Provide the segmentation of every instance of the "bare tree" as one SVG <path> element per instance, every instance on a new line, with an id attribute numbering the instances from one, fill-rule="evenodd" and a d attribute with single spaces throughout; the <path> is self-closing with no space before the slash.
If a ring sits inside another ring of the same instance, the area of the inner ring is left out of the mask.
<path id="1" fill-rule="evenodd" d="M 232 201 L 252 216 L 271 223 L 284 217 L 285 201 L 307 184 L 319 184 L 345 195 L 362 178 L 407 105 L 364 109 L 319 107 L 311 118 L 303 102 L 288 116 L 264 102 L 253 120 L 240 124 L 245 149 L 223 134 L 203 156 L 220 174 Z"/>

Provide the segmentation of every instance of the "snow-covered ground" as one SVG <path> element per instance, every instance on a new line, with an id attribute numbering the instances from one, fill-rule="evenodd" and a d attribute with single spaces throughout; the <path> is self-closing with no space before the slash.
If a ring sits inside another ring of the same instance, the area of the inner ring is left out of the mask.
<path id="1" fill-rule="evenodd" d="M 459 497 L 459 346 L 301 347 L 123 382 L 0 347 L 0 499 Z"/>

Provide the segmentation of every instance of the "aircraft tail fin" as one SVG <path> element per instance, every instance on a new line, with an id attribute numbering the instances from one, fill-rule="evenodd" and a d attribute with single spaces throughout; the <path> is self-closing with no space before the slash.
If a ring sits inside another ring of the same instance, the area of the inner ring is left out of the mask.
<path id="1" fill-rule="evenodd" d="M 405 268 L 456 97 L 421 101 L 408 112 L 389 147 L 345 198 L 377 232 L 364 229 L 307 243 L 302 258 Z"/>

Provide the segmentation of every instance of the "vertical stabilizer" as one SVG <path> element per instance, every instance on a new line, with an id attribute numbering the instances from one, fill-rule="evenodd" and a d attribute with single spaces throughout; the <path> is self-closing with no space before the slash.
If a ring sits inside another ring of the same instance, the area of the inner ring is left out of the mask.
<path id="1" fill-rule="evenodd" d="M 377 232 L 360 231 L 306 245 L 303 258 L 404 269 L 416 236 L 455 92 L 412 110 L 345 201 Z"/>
******
PROBLEM TO SOLVE — Put the material above into a Markdown table with two columns, Row and Line, giving each non-blank line its own numbered row.

WRITTEN SOLUTION —
| Row | Line |
|---|---|
| 1 | Provide the segmentation of every instance of the "bare tree" as one SVG <path> element per instance, every instance on a new line, with an id attribute numbering the instances from one, fill-rule="evenodd" and a d attribute with single spaces throughout; the <path> is self-closing with no space before the slash. |
| 2 | If a ring sits inside another ring of the same instance, the area of the inner ring is left out of the mask. |
| 3 | <path id="1" fill-rule="evenodd" d="M 232 201 L 252 216 L 271 223 L 284 217 L 285 201 L 307 184 L 319 184 L 345 195 L 362 178 L 407 105 L 364 109 L 319 107 L 311 118 L 303 102 L 288 116 L 264 102 L 253 120 L 240 124 L 245 149 L 223 134 L 203 156 L 220 174 Z"/> |
| 4 | Provide the segmentation of every instance of the "snow-covered ground" as one SVG <path> element per instance, every instance on a new line, with an id attribute numbering the instances from one, fill-rule="evenodd" and a d attribute with single spaces throughout; the <path> is self-closing with no space before the slash. |
| 5 | If a ring sits inside another ring of the same instance, the area of the inner ring is left out of the mask. |
| 6 | <path id="1" fill-rule="evenodd" d="M 459 497 L 459 346 L 301 347 L 123 382 L 0 347 L 0 499 Z"/> |
| 7 | Provide the segmentation of every instance of the "aircraft tail fin" as one SVG <path> element per instance, every instance on a new line, with an id attribute numbering the instances from one, fill-rule="evenodd" and a d attribute with single spaces throughout; the <path> is self-closing with no space before the slash. |
| 8 | If a ring sits inside another ring of the same instance, the area of the inner ring is left out of the mask. |
| 9 | <path id="1" fill-rule="evenodd" d="M 405 268 L 456 97 L 421 101 L 408 112 L 389 147 L 345 198 L 377 232 L 364 229 L 307 243 L 302 258 Z"/> |
| 10 | Provide the segmentation of every instance of the "vertical stabilizer" as one SVG <path> element per instance, every instance on a new line, with an id attribute numbering the instances from one, fill-rule="evenodd" and a d attribute with single spaces throughout; the <path> is self-closing with no space before the slash. |
| 11 | If a ring sits inside another ring of the same instance, the area of the inner ring is left out of the mask. |
| 12 | <path id="1" fill-rule="evenodd" d="M 377 232 L 360 231 L 306 245 L 303 258 L 404 269 L 416 236 L 455 92 L 412 110 L 345 201 Z"/> |